» **Task objective**
Locate every line of the listing below that contains the string "roof" and copy each of those lines. Case matters.
┄┄┄┄┄┄┄┄┄┄┄┄┄┄┄┄┄┄┄┄
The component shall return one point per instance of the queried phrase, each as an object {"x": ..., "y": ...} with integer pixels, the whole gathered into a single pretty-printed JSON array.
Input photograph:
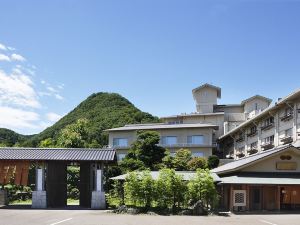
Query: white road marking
[
  {"x": 62, "y": 221},
  {"x": 267, "y": 222}
]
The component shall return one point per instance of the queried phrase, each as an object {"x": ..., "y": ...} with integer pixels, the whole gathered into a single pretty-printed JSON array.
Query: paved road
[{"x": 92, "y": 217}]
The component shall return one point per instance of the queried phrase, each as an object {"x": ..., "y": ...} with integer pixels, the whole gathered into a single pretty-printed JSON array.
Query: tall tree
[{"x": 144, "y": 152}]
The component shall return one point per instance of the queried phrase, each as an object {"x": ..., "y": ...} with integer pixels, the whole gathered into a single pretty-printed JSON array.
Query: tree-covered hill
[
  {"x": 10, "y": 138},
  {"x": 103, "y": 111}
]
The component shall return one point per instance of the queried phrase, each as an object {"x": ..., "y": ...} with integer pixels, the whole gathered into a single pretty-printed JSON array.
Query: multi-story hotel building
[
  {"x": 260, "y": 142},
  {"x": 197, "y": 131}
]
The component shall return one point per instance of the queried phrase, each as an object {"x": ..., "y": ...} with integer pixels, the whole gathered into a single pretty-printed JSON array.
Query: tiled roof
[
  {"x": 260, "y": 180},
  {"x": 264, "y": 113},
  {"x": 237, "y": 164},
  {"x": 163, "y": 126},
  {"x": 57, "y": 154}
]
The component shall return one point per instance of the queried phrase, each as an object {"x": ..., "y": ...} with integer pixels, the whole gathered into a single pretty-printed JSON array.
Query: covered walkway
[{"x": 51, "y": 174}]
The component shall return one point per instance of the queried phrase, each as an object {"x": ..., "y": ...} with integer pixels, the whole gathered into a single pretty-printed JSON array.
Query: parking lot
[{"x": 26, "y": 216}]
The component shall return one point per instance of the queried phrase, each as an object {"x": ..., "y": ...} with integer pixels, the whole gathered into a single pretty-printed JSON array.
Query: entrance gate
[{"x": 51, "y": 174}]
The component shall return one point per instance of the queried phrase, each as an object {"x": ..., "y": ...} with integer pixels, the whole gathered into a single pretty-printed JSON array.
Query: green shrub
[
  {"x": 170, "y": 189},
  {"x": 197, "y": 163},
  {"x": 202, "y": 189},
  {"x": 213, "y": 161}
]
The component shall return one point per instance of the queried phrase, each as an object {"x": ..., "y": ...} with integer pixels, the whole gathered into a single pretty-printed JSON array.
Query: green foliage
[
  {"x": 139, "y": 189},
  {"x": 197, "y": 163},
  {"x": 110, "y": 172},
  {"x": 74, "y": 135},
  {"x": 103, "y": 111},
  {"x": 9, "y": 138},
  {"x": 213, "y": 161},
  {"x": 115, "y": 196},
  {"x": 73, "y": 175},
  {"x": 202, "y": 189},
  {"x": 144, "y": 153},
  {"x": 181, "y": 159},
  {"x": 47, "y": 143},
  {"x": 170, "y": 189}
]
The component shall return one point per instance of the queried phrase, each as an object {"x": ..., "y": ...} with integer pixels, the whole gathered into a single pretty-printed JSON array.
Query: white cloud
[
  {"x": 52, "y": 89},
  {"x": 53, "y": 117},
  {"x": 17, "y": 57},
  {"x": 3, "y": 47},
  {"x": 11, "y": 48},
  {"x": 4, "y": 58},
  {"x": 12, "y": 118},
  {"x": 59, "y": 97},
  {"x": 17, "y": 89}
]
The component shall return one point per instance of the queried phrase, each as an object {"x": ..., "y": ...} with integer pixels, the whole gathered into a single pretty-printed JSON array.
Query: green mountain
[
  {"x": 102, "y": 110},
  {"x": 10, "y": 138}
]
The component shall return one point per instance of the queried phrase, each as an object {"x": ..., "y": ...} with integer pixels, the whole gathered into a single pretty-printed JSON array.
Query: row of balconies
[
  {"x": 264, "y": 146},
  {"x": 175, "y": 145}
]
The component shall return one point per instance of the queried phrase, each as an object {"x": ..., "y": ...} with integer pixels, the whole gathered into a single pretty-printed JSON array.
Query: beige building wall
[
  {"x": 279, "y": 130},
  {"x": 269, "y": 165},
  {"x": 205, "y": 99},
  {"x": 182, "y": 142}
]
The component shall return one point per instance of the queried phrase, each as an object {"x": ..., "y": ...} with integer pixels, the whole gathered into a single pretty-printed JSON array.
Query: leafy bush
[
  {"x": 213, "y": 161},
  {"x": 139, "y": 189},
  {"x": 168, "y": 192},
  {"x": 202, "y": 189},
  {"x": 197, "y": 163},
  {"x": 170, "y": 189}
]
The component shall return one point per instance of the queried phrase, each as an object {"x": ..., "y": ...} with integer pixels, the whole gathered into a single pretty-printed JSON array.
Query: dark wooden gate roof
[{"x": 57, "y": 154}]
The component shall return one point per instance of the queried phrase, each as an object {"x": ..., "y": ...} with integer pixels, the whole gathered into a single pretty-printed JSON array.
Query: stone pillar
[
  {"x": 39, "y": 196},
  {"x": 3, "y": 197},
  {"x": 98, "y": 195}
]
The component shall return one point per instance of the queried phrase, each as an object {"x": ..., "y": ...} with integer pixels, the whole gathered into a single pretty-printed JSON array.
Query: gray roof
[
  {"x": 187, "y": 175},
  {"x": 193, "y": 115},
  {"x": 240, "y": 163},
  {"x": 259, "y": 180},
  {"x": 211, "y": 86},
  {"x": 254, "y": 97},
  {"x": 160, "y": 126},
  {"x": 264, "y": 113},
  {"x": 57, "y": 154}
]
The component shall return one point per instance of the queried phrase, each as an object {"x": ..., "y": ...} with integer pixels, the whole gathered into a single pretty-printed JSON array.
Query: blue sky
[{"x": 54, "y": 54}]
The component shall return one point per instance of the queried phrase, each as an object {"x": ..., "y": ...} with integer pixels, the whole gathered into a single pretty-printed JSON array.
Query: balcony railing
[
  {"x": 267, "y": 145},
  {"x": 240, "y": 139},
  {"x": 183, "y": 145},
  {"x": 240, "y": 154},
  {"x": 287, "y": 117},
  {"x": 267, "y": 126},
  {"x": 286, "y": 139},
  {"x": 252, "y": 150},
  {"x": 252, "y": 133}
]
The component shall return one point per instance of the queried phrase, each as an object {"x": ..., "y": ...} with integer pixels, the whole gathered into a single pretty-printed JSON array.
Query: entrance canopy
[
  {"x": 260, "y": 180},
  {"x": 57, "y": 154}
]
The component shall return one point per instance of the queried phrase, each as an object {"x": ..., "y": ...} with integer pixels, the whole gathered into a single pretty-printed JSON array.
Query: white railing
[{"x": 186, "y": 145}]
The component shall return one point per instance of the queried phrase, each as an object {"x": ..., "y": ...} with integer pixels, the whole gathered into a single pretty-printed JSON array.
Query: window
[
  {"x": 121, "y": 156},
  {"x": 197, "y": 154},
  {"x": 169, "y": 140},
  {"x": 253, "y": 145},
  {"x": 253, "y": 130},
  {"x": 269, "y": 121},
  {"x": 195, "y": 139},
  {"x": 288, "y": 132},
  {"x": 241, "y": 149},
  {"x": 288, "y": 111},
  {"x": 120, "y": 142},
  {"x": 176, "y": 122}
]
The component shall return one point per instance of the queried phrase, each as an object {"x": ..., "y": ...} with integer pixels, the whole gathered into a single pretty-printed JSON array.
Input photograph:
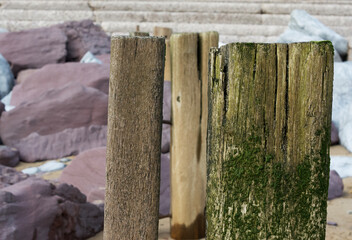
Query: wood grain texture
[
  {"x": 268, "y": 140},
  {"x": 134, "y": 138}
]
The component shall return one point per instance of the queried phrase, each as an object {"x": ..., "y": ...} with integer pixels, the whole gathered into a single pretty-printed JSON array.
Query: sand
[{"x": 339, "y": 210}]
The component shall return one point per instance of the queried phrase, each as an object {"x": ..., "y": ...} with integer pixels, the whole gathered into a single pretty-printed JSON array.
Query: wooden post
[
  {"x": 188, "y": 171},
  {"x": 165, "y": 32},
  {"x": 268, "y": 140},
  {"x": 134, "y": 138}
]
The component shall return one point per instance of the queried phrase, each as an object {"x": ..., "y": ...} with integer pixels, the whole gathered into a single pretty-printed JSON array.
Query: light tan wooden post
[
  {"x": 268, "y": 140},
  {"x": 188, "y": 171},
  {"x": 134, "y": 138},
  {"x": 165, "y": 32}
]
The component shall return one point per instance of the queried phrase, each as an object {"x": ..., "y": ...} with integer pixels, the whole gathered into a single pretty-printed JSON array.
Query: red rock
[
  {"x": 54, "y": 76},
  {"x": 84, "y": 36},
  {"x": 61, "y": 122},
  {"x": 33, "y": 48},
  {"x": 36, "y": 209},
  {"x": 9, "y": 156},
  {"x": 87, "y": 172}
]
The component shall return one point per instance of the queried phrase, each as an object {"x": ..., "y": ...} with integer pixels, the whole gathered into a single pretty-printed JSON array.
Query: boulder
[
  {"x": 6, "y": 77},
  {"x": 335, "y": 185},
  {"x": 292, "y": 36},
  {"x": 301, "y": 21},
  {"x": 62, "y": 122},
  {"x": 84, "y": 36},
  {"x": 53, "y": 76},
  {"x": 9, "y": 156},
  {"x": 9, "y": 176},
  {"x": 334, "y": 135},
  {"x": 37, "y": 209},
  {"x": 33, "y": 48},
  {"x": 87, "y": 173}
]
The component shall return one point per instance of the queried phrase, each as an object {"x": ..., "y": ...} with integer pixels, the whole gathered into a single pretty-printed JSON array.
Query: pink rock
[
  {"x": 63, "y": 121},
  {"x": 335, "y": 185},
  {"x": 87, "y": 172},
  {"x": 84, "y": 36},
  {"x": 54, "y": 76},
  {"x": 36, "y": 209},
  {"x": 33, "y": 48},
  {"x": 9, "y": 156}
]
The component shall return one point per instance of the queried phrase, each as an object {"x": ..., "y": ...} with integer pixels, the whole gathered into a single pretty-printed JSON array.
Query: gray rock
[
  {"x": 303, "y": 22},
  {"x": 33, "y": 48},
  {"x": 335, "y": 185},
  {"x": 6, "y": 77},
  {"x": 37, "y": 209},
  {"x": 84, "y": 36},
  {"x": 9, "y": 156}
]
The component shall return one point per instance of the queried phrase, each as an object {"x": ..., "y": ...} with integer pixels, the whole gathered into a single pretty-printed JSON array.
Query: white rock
[
  {"x": 51, "y": 166},
  {"x": 30, "y": 171},
  {"x": 90, "y": 58},
  {"x": 342, "y": 165},
  {"x": 303, "y": 22}
]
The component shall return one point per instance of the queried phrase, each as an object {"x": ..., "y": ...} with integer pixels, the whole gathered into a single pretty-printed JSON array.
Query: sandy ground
[{"x": 339, "y": 210}]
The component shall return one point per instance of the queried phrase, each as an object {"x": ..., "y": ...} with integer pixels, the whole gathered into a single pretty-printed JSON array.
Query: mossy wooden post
[
  {"x": 268, "y": 140},
  {"x": 189, "y": 52},
  {"x": 165, "y": 32},
  {"x": 134, "y": 138}
]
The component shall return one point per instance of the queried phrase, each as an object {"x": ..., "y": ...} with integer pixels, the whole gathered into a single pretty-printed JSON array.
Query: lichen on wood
[{"x": 268, "y": 140}]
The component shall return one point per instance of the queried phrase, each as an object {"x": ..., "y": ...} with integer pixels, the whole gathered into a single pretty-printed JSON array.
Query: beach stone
[
  {"x": 62, "y": 122},
  {"x": 105, "y": 58},
  {"x": 84, "y": 36},
  {"x": 9, "y": 176},
  {"x": 335, "y": 185},
  {"x": 87, "y": 172},
  {"x": 301, "y": 21},
  {"x": 334, "y": 135},
  {"x": 90, "y": 58},
  {"x": 33, "y": 48},
  {"x": 9, "y": 156},
  {"x": 37, "y": 209},
  {"x": 55, "y": 76},
  {"x": 7, "y": 80}
]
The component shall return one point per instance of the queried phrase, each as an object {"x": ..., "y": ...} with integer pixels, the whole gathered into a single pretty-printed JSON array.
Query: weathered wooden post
[
  {"x": 188, "y": 170},
  {"x": 165, "y": 32},
  {"x": 134, "y": 138},
  {"x": 268, "y": 140}
]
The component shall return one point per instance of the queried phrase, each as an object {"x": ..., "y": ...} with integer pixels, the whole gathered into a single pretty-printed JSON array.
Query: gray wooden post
[
  {"x": 268, "y": 140},
  {"x": 134, "y": 138}
]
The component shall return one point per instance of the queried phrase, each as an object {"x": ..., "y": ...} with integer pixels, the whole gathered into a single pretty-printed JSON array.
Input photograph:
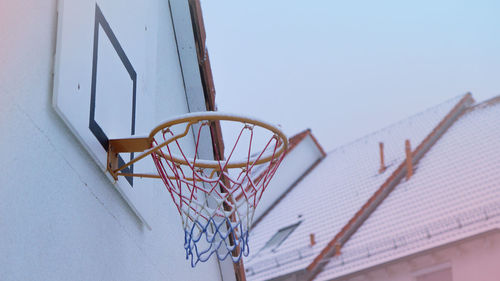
┄┄┄┄┄┄┄┄┄┄┄┄┄┄┄┄┄┄┄┄
» **Complete response**
Query: tiled roof
Query: dark wooden gate roof
Query: gray roof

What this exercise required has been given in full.